=== PAGE EXCERPT ===

We like women to be fit and thin, but to only show that off on our terms. Last week a young woman was told to go home and change from a gym in Sydney because the teacher of schoolboys present thought she might be too distracting to them. Can someone be sad, defeated and outraged all at the same time? Because I was.
Putting aside the fact that those boys are likely seeing more skin within their friends' Instagrams or Snapchats, I was gutted that once again, a woman had to change how she was reasonably going about her life for fear it upset a male.
Hilary's shoulder upset Geoff. Nuwanthie's picture upset Merv. The furore created last month in the US when pictures of a doctor administering emergency care to a swimmer while wearing a bikini was sparked because instead of marvelling how lucky the patient was that a skilled professional happened to be on the spot and save the day, the focus was on the fact that she was not fully dressed on a beach. Show me a woman who is. And once you have, then we can all complain that they must be part of a religion that covers up too much and we can find that confronting too.
We teach our daughters and school girls to be strong, to dream big and to be confident, so shouldn't we be teaching our boys how to speak to girls, how to treat them with respect and that in every way they are just as valued and worthy as the boys?
I'd rejoice if boy's schools, in fact, any school, made this part of their curriculum so instead of boys growing up with girls and women shrouded in mystery and as such treated from a place of fear and insecurity, they were able to speak to them and about them as equals instead of objects, to not be distracted by what women choose to wear and to be in control of themselves and their actions.

=== EXTRACTED RECORDS ===

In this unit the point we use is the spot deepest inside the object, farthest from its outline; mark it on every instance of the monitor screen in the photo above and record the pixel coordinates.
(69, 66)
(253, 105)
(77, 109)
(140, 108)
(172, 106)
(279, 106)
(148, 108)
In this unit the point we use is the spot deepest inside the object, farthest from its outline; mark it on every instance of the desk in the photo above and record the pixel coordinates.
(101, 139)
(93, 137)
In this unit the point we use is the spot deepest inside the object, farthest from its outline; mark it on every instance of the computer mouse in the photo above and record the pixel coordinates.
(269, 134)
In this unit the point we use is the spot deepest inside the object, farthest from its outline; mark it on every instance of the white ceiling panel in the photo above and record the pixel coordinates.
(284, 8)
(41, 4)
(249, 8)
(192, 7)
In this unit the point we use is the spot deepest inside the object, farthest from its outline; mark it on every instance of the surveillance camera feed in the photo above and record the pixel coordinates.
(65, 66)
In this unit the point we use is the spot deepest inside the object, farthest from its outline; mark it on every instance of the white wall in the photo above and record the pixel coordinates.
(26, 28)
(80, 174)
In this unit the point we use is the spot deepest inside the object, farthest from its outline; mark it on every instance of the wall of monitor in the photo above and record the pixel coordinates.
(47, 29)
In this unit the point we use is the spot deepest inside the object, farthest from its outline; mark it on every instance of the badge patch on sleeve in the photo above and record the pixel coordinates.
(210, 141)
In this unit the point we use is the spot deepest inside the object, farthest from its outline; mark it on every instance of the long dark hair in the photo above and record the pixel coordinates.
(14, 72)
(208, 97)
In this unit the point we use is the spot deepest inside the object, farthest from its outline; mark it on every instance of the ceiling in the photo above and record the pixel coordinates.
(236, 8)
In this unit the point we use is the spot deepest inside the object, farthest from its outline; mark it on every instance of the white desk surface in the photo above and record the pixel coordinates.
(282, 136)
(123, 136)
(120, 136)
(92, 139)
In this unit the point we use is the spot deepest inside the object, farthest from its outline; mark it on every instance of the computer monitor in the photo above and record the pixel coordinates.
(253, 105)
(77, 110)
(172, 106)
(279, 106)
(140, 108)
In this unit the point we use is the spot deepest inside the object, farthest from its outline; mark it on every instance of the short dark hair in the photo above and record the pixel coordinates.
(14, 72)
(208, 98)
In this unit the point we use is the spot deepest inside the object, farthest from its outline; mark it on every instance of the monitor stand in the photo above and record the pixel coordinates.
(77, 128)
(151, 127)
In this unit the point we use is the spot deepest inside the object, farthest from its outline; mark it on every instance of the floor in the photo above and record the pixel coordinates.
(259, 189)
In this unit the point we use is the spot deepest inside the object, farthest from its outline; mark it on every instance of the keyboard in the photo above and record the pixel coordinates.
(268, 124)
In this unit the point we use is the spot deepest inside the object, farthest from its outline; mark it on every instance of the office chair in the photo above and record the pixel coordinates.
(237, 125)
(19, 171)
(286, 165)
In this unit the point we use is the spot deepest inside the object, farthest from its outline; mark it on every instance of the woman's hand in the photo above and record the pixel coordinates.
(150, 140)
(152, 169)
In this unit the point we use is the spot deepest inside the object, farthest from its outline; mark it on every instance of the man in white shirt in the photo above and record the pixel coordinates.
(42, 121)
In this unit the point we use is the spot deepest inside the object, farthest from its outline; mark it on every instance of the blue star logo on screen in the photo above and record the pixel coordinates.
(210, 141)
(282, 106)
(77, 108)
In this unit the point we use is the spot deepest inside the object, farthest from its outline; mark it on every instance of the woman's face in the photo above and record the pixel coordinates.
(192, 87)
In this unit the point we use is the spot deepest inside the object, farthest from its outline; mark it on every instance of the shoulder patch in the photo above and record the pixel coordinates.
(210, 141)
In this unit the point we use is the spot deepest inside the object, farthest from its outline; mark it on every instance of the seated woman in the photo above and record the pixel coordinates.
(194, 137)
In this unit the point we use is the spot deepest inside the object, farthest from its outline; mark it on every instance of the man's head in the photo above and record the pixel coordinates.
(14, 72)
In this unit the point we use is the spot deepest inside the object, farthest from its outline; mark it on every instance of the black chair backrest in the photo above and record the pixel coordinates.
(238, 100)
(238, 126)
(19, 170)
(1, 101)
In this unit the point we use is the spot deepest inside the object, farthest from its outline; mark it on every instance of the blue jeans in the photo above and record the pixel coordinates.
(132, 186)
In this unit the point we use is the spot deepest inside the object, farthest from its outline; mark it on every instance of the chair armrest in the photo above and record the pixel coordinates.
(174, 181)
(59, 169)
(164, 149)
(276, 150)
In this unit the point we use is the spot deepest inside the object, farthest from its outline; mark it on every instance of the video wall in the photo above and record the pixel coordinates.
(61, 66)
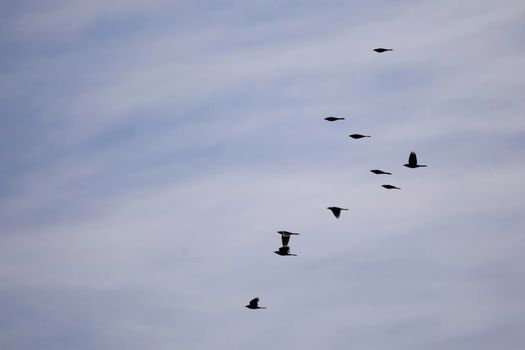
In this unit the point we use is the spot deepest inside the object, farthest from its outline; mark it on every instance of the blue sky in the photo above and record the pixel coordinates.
(152, 149)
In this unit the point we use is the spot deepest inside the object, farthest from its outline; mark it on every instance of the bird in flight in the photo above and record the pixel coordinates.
(336, 211)
(358, 136)
(412, 161)
(254, 304)
(381, 50)
(380, 172)
(285, 238)
(391, 187)
(333, 119)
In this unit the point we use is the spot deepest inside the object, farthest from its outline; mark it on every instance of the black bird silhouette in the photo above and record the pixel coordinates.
(285, 237)
(412, 162)
(381, 50)
(254, 304)
(333, 119)
(390, 187)
(336, 211)
(380, 172)
(358, 136)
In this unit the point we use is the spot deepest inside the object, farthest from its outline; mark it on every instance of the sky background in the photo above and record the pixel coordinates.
(150, 150)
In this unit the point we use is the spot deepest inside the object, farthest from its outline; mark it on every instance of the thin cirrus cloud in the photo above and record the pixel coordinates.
(151, 150)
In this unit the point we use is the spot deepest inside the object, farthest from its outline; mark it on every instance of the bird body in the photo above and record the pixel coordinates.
(381, 50)
(285, 237)
(412, 162)
(336, 211)
(254, 304)
(358, 136)
(333, 119)
(391, 187)
(379, 172)
(284, 251)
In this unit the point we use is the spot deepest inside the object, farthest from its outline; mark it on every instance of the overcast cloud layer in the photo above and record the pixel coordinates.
(150, 151)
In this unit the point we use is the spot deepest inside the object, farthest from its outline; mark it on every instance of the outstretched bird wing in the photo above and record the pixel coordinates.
(412, 159)
(284, 250)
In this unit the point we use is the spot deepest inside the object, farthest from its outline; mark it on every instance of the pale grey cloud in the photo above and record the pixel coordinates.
(152, 151)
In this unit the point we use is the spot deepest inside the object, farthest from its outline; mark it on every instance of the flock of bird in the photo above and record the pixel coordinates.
(284, 250)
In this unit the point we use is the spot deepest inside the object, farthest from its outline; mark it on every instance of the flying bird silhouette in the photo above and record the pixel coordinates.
(254, 304)
(380, 172)
(412, 162)
(333, 119)
(358, 136)
(285, 237)
(381, 50)
(390, 187)
(336, 211)
(284, 251)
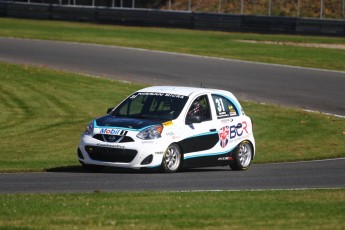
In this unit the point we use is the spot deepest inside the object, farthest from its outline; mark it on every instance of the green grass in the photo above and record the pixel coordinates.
(44, 112)
(217, 44)
(313, 209)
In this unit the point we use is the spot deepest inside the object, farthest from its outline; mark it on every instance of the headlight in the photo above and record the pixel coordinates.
(152, 132)
(89, 129)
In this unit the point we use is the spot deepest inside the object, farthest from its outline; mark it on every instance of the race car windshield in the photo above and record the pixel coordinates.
(151, 105)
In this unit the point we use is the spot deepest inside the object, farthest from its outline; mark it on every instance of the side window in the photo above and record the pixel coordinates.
(224, 107)
(200, 107)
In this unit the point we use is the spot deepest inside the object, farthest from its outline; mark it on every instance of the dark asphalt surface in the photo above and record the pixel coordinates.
(300, 87)
(305, 88)
(300, 175)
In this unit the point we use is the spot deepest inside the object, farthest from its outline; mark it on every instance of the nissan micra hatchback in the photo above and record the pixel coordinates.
(170, 127)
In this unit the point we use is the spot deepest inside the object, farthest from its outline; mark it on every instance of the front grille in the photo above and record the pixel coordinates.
(113, 138)
(111, 154)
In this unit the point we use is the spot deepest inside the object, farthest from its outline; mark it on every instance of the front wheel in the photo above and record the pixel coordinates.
(242, 157)
(172, 159)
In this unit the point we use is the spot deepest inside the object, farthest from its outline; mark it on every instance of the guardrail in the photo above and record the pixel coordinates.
(174, 19)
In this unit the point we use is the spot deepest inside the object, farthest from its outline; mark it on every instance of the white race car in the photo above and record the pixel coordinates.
(170, 127)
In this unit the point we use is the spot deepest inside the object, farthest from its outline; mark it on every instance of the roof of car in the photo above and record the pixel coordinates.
(180, 90)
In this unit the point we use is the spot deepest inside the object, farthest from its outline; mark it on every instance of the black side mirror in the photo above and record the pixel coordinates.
(109, 110)
(193, 119)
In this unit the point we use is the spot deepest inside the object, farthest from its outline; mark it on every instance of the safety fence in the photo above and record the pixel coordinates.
(323, 9)
(174, 19)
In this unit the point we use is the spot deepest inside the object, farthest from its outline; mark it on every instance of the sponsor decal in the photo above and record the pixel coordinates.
(170, 134)
(168, 123)
(110, 146)
(223, 158)
(224, 136)
(113, 132)
(157, 94)
(147, 142)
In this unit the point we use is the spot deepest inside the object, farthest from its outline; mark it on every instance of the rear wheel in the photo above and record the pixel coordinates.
(172, 159)
(242, 157)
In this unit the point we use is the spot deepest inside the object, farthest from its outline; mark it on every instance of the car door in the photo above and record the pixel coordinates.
(201, 134)
(231, 126)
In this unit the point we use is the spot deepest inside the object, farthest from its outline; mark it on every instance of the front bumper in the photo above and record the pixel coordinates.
(137, 154)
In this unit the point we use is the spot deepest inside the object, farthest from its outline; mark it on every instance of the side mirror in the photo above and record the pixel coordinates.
(109, 110)
(193, 119)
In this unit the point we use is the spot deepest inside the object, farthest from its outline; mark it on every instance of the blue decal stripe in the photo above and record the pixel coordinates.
(207, 155)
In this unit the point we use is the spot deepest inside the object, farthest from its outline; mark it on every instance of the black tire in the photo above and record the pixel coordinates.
(242, 157)
(172, 159)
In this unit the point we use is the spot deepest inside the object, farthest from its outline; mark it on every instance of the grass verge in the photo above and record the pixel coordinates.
(44, 112)
(303, 209)
(209, 43)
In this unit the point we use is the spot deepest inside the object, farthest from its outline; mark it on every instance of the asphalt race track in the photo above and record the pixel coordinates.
(300, 87)
(300, 175)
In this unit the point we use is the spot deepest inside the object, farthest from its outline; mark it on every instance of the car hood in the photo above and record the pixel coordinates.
(123, 122)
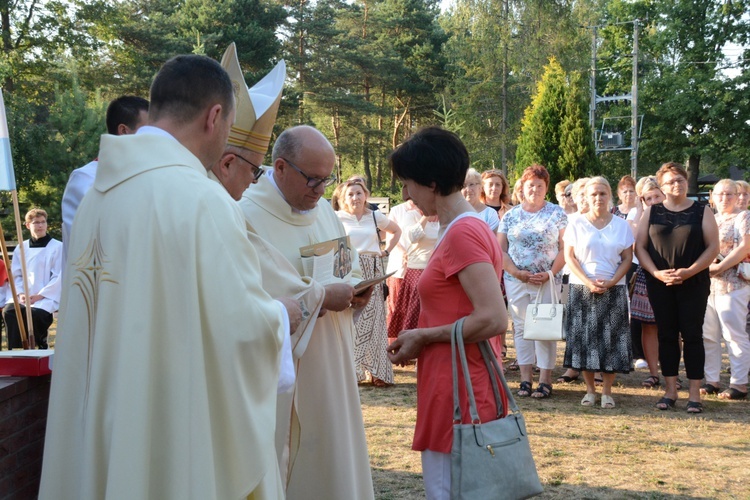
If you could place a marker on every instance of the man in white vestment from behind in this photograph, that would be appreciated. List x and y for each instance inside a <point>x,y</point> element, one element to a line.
<point>124,116</point>
<point>159,389</point>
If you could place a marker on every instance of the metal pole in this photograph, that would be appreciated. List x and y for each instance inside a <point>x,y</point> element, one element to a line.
<point>592,85</point>
<point>634,106</point>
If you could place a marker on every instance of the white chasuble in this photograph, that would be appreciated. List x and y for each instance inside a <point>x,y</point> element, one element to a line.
<point>320,433</point>
<point>160,389</point>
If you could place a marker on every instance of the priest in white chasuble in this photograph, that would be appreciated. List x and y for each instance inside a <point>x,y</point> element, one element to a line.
<point>324,454</point>
<point>240,166</point>
<point>159,389</point>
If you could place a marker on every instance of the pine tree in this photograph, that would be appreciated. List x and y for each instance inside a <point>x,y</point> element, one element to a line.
<point>539,141</point>
<point>578,151</point>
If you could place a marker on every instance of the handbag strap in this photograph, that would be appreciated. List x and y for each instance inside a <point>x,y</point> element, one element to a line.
<point>553,287</point>
<point>493,368</point>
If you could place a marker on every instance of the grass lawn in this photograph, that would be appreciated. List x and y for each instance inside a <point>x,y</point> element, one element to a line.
<point>631,451</point>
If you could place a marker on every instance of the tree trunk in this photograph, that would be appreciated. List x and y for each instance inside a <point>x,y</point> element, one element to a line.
<point>693,168</point>
<point>336,126</point>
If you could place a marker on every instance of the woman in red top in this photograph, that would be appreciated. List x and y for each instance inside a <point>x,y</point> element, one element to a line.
<point>432,164</point>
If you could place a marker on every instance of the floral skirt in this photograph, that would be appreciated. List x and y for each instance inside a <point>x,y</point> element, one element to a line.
<point>640,306</point>
<point>370,341</point>
<point>598,330</point>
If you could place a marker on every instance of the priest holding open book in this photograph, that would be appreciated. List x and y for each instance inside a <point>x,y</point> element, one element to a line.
<point>326,451</point>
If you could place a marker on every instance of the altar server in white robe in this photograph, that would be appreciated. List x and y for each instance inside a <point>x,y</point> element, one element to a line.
<point>325,448</point>
<point>43,264</point>
<point>159,389</point>
<point>124,116</point>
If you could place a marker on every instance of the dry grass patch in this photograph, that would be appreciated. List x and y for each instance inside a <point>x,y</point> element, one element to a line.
<point>631,451</point>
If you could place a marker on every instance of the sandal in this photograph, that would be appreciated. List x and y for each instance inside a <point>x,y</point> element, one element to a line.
<point>566,379</point>
<point>665,404</point>
<point>542,391</point>
<point>651,382</point>
<point>524,390</point>
<point>709,389</point>
<point>694,407</point>
<point>589,399</point>
<point>732,393</point>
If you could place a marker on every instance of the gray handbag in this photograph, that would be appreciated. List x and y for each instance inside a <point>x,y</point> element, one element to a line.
<point>490,460</point>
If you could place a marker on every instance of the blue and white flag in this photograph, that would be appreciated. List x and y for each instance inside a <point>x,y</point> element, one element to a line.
<point>7,175</point>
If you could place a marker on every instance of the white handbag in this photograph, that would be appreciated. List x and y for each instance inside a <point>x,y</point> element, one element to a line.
<point>545,321</point>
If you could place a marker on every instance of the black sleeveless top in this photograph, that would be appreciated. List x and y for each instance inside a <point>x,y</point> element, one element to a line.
<point>675,239</point>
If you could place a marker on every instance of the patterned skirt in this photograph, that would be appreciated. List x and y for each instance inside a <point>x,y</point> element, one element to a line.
<point>405,314</point>
<point>370,341</point>
<point>640,306</point>
<point>598,330</point>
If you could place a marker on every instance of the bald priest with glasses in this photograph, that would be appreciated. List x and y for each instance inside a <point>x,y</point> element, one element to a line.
<point>325,452</point>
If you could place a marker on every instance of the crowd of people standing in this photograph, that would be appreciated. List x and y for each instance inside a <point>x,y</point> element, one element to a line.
<point>460,246</point>
<point>649,277</point>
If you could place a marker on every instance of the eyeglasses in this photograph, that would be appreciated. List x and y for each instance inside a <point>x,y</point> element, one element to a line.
<point>676,180</point>
<point>257,173</point>
<point>312,182</point>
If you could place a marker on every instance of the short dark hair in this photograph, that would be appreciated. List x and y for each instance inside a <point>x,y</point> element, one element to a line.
<point>432,155</point>
<point>188,84</point>
<point>125,110</point>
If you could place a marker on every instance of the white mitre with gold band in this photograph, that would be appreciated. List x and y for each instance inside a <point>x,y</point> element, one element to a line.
<point>256,106</point>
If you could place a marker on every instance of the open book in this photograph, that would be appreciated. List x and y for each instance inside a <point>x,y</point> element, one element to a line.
<point>364,285</point>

===

> **REQUIRED ACTIONS**
- A) List every personal name that appears in the opinion piece.
- B) According to the opinion piece, who thought the young woman at the gym might be too distracting?
- C) Reproduce the opinion piece from "We teach our" up to and including "and their actions.".

> **SOLUTIONS BY TASK**
- A) Hilary, Geoff, Nuwanthie, Merv

- B) The teacher of the schoolboys who were present.

- C)
We teach our daughters and school girls to be strong, to dream big and to be confident, so shouldn't we be teaching our boys how to speak to girls, how to treat them with respect and that in every way they are just as valued and worthy as the boys?
I'd rejoice if boy's schools, in fact, any school, made this part of their curriculum so instead of boys growing up with girls and women shrouded in mystery and as such treated from a place of fear and insecurity, they were able to speak to them and about them as equals instead of objects, to not be distracted by what women choose to wear and to be in control of themselves and their actions.